* **EXERCISE REQUIREMENTS**:
Find each line in the records below that contains the string "clicks", treating case as significant, and copy those lines.

Dataset entries
►

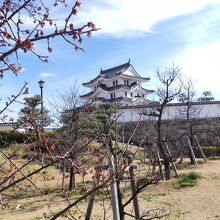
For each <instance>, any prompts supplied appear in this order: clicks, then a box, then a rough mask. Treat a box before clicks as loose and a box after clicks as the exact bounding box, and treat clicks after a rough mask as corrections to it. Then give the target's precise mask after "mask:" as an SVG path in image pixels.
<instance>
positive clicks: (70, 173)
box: [69, 167, 76, 191]
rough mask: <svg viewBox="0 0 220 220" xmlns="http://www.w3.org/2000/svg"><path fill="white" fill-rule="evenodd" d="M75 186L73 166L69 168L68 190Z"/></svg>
mask: <svg viewBox="0 0 220 220" xmlns="http://www.w3.org/2000/svg"><path fill="white" fill-rule="evenodd" d="M75 188H76V178H75V174H74V168H73V167H71V168H70V181H69V191H71V190H72V189H75Z"/></svg>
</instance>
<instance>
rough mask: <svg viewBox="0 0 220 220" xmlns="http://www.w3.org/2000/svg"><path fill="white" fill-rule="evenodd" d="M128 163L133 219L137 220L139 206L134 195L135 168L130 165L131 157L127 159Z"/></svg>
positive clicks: (132, 166) (130, 162) (134, 181)
mask: <svg viewBox="0 0 220 220" xmlns="http://www.w3.org/2000/svg"><path fill="white" fill-rule="evenodd" d="M129 163H130V167H129V174H130V181H131V192H132V196H134V197H133V205H134V213H135V218H136V219H139V218H140V212H139V204H138V198H137V195H135V193H136V191H137V187H136V182H135V176H134V168H135V166H134V164H132V158H131V157H130V158H129Z"/></svg>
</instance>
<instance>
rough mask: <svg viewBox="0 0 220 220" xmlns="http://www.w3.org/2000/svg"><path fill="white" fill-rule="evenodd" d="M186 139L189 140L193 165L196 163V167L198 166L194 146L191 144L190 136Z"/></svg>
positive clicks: (190, 151)
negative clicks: (192, 158)
mask: <svg viewBox="0 0 220 220" xmlns="http://www.w3.org/2000/svg"><path fill="white" fill-rule="evenodd" d="M186 137H187V140H188V144H189V150H190V153H191V155H192V157H193V163H194V164H195V165H197V161H196V157H195V154H194V151H193V148H192V145H191V143H190V140H189V137H188V136H186Z"/></svg>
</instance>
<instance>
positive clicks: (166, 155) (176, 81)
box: [154, 66, 181, 179]
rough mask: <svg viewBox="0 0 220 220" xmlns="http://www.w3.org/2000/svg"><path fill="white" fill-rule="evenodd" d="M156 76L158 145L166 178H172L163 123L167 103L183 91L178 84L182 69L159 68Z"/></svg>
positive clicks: (170, 100)
mask: <svg viewBox="0 0 220 220" xmlns="http://www.w3.org/2000/svg"><path fill="white" fill-rule="evenodd" d="M156 76H157V79H158V80H159V83H160V85H159V87H158V89H157V91H156V94H157V96H158V99H159V106H158V107H157V109H156V112H155V114H154V115H155V116H156V117H157V128H156V131H157V146H158V149H159V151H160V153H161V156H162V159H163V161H164V168H165V178H166V179H170V157H169V155H168V152H166V149H165V147H164V144H163V134H162V126H161V125H162V119H163V113H164V109H165V107H166V105H167V104H168V103H169V102H171V101H172V100H174V99H175V98H176V97H177V96H178V95H179V94H180V92H181V85H180V84H178V81H179V80H180V76H181V69H180V68H179V67H178V66H173V67H171V68H167V69H165V71H163V72H161V71H160V70H159V69H157V70H156Z"/></svg>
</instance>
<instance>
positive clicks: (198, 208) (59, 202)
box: [0, 160, 220, 220]
mask: <svg viewBox="0 0 220 220" xmlns="http://www.w3.org/2000/svg"><path fill="white" fill-rule="evenodd" d="M190 171H196V172H198V173H200V174H201V176H202V178H201V179H199V181H198V185H196V186H194V187H186V188H177V187H176V182H177V179H176V178H172V179H171V180H170V181H161V182H160V183H159V184H157V185H154V186H149V187H148V188H146V189H145V190H144V192H142V193H141V194H140V195H139V205H140V208H141V212H142V213H143V212H144V211H147V210H151V209H158V208H159V209H164V213H163V214H165V216H164V217H163V218H162V219H169V220H172V219H174V220H175V219H180V220H181V219H184V220H194V219H195V220H207V219H210V220H212V219H213V220H215V219H220V160H209V161H208V163H199V164H198V165H197V166H189V165H187V163H186V165H185V166H184V167H183V168H181V170H180V173H181V174H184V173H189V172H190ZM10 196H11V201H12V200H14V201H15V202H12V205H11V206H10V207H9V208H8V209H5V210H0V219H2V220H3V219H4V220H26V219H27V220H39V219H43V213H44V212H45V213H48V212H49V208H50V209H51V210H53V211H57V210H60V209H62V208H63V207H65V203H64V202H63V200H64V199H63V198H62V197H61V196H57V193H56V191H54V192H51V193H50V194H49V195H47V196H39V194H36V195H32V196H28V194H26V195H24V196H23V197H22V198H21V197H19V198H18V197H16V195H14V196H13V195H10ZM73 201H74V199H73ZM86 204H87V202H86V201H84V202H83V203H82V204H81V209H85V208H86ZM108 208H109V206H108V205H106V210H107V209H108ZM129 209H132V206H130V207H128V210H129ZM107 216H109V218H108V219H112V217H111V212H110V211H109V212H108V214H107ZM60 219H61V218H60ZM81 219H84V217H82V218H81ZM92 219H93V220H96V219H97V220H99V219H103V206H102V205H101V204H100V202H97V203H96V204H95V206H94V209H93V218H92ZM125 219H126V220H127V219H130V218H129V217H127V218H125Z"/></svg>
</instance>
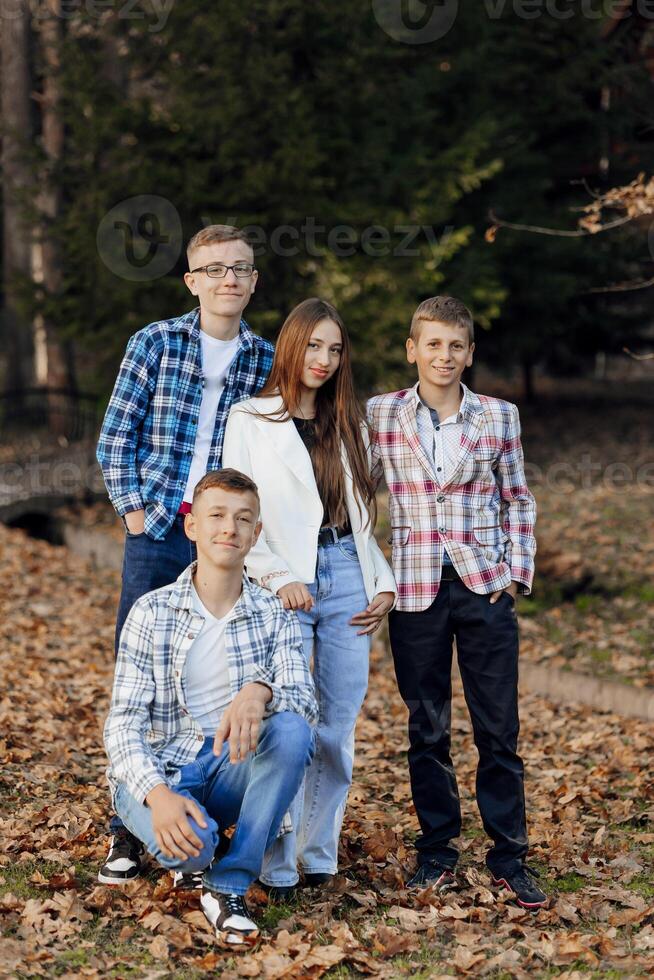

◄

* **ANSWER TO THIS EXERCISE**:
For each <instance>, any prompts supplied appear in this order: clicks, then a box, then a rough mask. Treat a box before clicks as loose and a box after clicks as the exact bounding box, and treat clicks after a rough mask as corrections to it. Then give the target's precise mask after "mask:" as an SVG path in image pixels.
positive clicks: (70, 173)
positive clicks: (132, 166) (130, 162) (134, 181)
positive clicks: (190, 151)
negative clicks: (192, 158)
positive clicks: (166, 155) (176, 81)
positive clicks: (170, 100)
positive clicks: (198, 208) (59, 202)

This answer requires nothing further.